• _TRECHO_:

##############################

Dia 90
Lembro da primeira vez que alcancei essa marca. Eu estava radiante, contando os dias. Tomei um café especial no dia, almocei fora e comprei uma guitarra e um amplificador como presente merecido. Eu suspirava de alegria e me sentia outra pessoa.
Hoje, está sendo mais um dia como outro qualquer. Me arrastei pra sair da cama pela manhã, comi dois pedaços de pizza amanhecidos, tive vontade de chorar no trabalho mas segurei a onda. Almocei uma comida simples e meio sem graça que fiz pra semana (arroz, frango e abóbora), admirei o temporal que caiu pela tarde, cheguei em casa, abracei minha gata e pedi uma comida japa pra comemorar novamente essa marca.
Mas a real é que quando você está de luto, a vida fica cinza, uns dias com tons mais escuros e outros um poucos mais claros.
Acho que o amor as vezes é egoísta. Meu pai sofreu por 4 meses e nesse período eu orava pra que Deus o levasse e acabasse com sua dor, mas hoje, na ausência, eu queria pegar o carro e ir vista-lo na clinica onde estava internado, mesmo que fosse para o ver naquela cama hospitalar, falando pouco comigo com muita dificuldade e orando por mim na hora que eu fosse embora.
Enquanto ele estava vivo, eu tinha um propósito que era cuidar dele, aproveitar seus últimos momentos, então eu tirava forças pra continuar em meio a toda aquela correria de trabalhar, cuidar da casa e ir visita-lo.
Hoje parece que sigo em frente sem um propósito, sem rumo. Levanto de manhã porque tenho que levantar. Os dias são iguais e os finais de semana que antes eram prazerosos, agora são solitários e apáticos.
Sim, tenho dias bons, mas eles são como respiros breves de alguém que está submerso em um mar de angústia. Eu abraço a dor e me permito sofrer porque a força não está na ausência de sofrimento, mas na Resiliencia de continuar mesmo em meio a dor.

##############################

• _LINHAS EXIBIDAS_:
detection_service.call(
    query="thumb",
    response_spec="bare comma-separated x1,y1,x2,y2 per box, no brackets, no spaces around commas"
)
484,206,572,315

##############################

• _TAREFAS PROPOSTAS_:
(A) Devolva, sem qualquer alteração, a parte do trecho que começa nas palavras "Hoje, está sendo" e termina após as palavras "novamente essa marca.".
(B) Segundo o trecho, de que se compunha a comida simples preparada para a semana?
(C) Reescreva de forma mais concisa o parágrafo do trecho iniciado por "Hoje, está sendo mais um dia", preservando seus fatos principais.
As linhas não guardam relação com o trecho.

• _RESPOSTAS A SEGUIR_:
(A)
Hoje, está sendo mais um dia como outro qualquer. Me arrastei pra sair da cama pela manhã, comi dois pedaços de pizza amanhecidos, tive vontade de chorar no trabalho mas segurei a onda. Almocei uma comida simples e meio sem graça que fiz pra semana (arroz, frango e abóbora), admirei o temporal que caiu pela tarde, cheguei em casa, abracei minha gata e pedi uma comida japa pra comemorar novamente essa marca.

(B) Arroz, frango e abóbora.

(C) Hoje é um dia comum: saí da cama com esforço, comi dois pedaços de pizza amanhecidos e contive a vontade de chorar no trabalho. Almocei a comida simples feita para a semana (arroz, frango e abóbora) e admirei o temporal da tarde. Em casa, abracei minha gata e pedi comida japonesa para comemorar novamente a marca.